#### REQUIREMENTS
a) In the forum thread about leaving a puppy alone with an older dog, how old is Bella?
b) Resume the forum thread about leaving a puppy alone with an older dog, picking up right after its final line.
##### SELECTION
# Is it fair to leave my older dog alone with pup?



## Emraa (Jun 4, 2009)

I've been having trouble with leaving Roxy alone in her crate. She is a 11 week old Lab x pup. She gets herself in a real state and screams the place down - yesterday I left for less than 5 minutes and when I came back one of my neighbours (from 3 doors up) was stood outside looking at the house because she could hear screaming but couldn't quite make out wat it was 

I am thinking of leaving her out of her crate and seeing how that goes. I will restrict her and Bella to the dining room and hallway.

Here is my concern, is this fair on Bella my 2.5 year old Collie/Lab mix? Bella is used to having the run of our house and sleeps where she pleases (usually under our bed). I don't want Bella to get upset if Roxy starts to cry plus I don't want any 'disagreements'.

Thoughts please??


----------



## hawksport (Dec 27, 2009)

I wouldn't risk leaving a young puppy alone with a young adult dog


----------



## Jobeth (May 23, 2010)

I agree. My sister has a very tolerant dog (retired guide dog) and even he got irritated by my puppy. I kept mine on a lead around him at all times until he learnt to leave him alone.


----------



## isleofwight (Jul 13, 2011)
##########
##### INFORMATION GIVEN
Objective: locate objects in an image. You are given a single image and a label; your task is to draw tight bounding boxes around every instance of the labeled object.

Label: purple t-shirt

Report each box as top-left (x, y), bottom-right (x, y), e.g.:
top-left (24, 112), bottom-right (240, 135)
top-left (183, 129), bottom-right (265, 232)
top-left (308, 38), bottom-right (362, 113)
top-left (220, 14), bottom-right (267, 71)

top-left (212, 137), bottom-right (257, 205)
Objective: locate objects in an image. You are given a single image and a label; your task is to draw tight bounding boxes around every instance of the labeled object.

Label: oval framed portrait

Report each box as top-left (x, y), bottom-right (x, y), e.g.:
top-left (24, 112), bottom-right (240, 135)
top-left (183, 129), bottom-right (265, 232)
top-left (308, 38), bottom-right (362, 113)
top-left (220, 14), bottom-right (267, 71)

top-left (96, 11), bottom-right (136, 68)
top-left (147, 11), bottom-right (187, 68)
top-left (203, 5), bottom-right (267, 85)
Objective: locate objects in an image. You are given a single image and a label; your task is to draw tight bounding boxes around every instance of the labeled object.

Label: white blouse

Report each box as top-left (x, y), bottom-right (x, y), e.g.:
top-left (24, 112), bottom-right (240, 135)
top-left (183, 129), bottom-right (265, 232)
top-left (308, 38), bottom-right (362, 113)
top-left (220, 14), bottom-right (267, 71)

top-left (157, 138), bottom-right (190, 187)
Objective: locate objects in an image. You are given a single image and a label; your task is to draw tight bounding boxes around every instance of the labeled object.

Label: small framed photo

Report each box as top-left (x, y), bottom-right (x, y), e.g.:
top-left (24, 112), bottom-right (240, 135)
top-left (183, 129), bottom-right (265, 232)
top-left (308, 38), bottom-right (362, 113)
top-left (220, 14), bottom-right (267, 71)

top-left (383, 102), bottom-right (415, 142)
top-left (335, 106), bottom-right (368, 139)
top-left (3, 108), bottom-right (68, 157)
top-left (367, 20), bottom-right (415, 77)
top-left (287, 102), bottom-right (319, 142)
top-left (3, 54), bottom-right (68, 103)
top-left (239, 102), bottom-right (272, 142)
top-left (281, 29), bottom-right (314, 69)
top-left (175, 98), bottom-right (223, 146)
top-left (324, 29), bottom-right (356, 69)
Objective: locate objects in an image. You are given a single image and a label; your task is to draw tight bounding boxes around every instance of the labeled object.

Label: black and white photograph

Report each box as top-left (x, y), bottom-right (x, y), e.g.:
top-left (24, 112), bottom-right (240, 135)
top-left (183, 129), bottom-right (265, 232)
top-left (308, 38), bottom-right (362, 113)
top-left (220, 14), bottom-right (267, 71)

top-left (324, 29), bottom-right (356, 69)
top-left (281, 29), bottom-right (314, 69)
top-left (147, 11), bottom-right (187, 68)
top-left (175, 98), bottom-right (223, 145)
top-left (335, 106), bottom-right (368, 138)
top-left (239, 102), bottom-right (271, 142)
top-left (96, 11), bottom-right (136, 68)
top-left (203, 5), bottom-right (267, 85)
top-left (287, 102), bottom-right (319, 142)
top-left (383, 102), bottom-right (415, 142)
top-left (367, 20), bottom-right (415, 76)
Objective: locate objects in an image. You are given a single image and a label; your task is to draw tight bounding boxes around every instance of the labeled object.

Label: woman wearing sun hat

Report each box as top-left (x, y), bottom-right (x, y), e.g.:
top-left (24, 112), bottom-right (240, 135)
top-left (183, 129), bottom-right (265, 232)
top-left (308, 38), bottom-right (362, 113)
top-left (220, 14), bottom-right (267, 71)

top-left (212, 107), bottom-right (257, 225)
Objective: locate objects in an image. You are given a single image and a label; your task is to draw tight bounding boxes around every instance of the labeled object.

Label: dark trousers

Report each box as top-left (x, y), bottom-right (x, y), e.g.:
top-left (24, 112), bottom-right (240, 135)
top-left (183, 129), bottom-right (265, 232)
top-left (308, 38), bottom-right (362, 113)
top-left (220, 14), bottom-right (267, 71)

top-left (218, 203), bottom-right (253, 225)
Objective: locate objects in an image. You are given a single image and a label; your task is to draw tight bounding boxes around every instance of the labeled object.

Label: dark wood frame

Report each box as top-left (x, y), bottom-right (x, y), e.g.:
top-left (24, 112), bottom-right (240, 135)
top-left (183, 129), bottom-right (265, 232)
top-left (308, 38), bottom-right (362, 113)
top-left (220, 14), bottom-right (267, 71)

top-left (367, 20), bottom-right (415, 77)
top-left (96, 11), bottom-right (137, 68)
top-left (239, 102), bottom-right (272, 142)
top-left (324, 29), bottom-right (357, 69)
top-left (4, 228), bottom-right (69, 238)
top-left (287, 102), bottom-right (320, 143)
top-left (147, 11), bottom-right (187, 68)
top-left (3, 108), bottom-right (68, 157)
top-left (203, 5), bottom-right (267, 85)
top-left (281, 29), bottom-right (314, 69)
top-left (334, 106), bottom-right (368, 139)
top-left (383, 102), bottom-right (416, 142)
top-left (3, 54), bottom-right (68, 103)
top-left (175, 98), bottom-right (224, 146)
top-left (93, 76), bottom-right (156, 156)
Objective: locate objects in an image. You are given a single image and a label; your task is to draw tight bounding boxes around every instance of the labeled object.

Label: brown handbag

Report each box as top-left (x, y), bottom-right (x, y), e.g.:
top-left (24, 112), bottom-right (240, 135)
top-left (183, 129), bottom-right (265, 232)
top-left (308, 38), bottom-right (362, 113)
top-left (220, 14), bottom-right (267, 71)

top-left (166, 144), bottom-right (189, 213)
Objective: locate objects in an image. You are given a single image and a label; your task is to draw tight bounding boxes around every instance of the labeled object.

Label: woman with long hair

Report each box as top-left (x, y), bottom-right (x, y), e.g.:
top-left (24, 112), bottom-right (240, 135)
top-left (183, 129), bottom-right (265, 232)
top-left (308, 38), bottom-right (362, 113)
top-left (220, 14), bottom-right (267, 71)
##########
#### ANSWERS TO THE EXERCISE
a) Bella is 2.5 years old.

b)
I quess I was really lucky, when I got our new pup she was left with my older dog with the full run of the downstairs, never any problems. it even helped to calm the older dog when we went out.


----------



## mollymo (Oct 31, 2009)

We never leave any young pups loose with adults when they are left alone.

We have a very sturdy puppy pen of a good size in the kitchen and pup goes in there with bed, toys and kong and adult dog has run of the kitchen and gets some peace.

Another thing would be for you to get a puppy gate if you want to leave pup loose and put your adult dog in another room for pup to see him through the gate.


----------



## Emraa (Jun 4, 2009)

mollymo said:


> Another thing would be for you to get a puppy gate if you want to leave pup loose and put your adult dog in another room for pup to see him through the gate.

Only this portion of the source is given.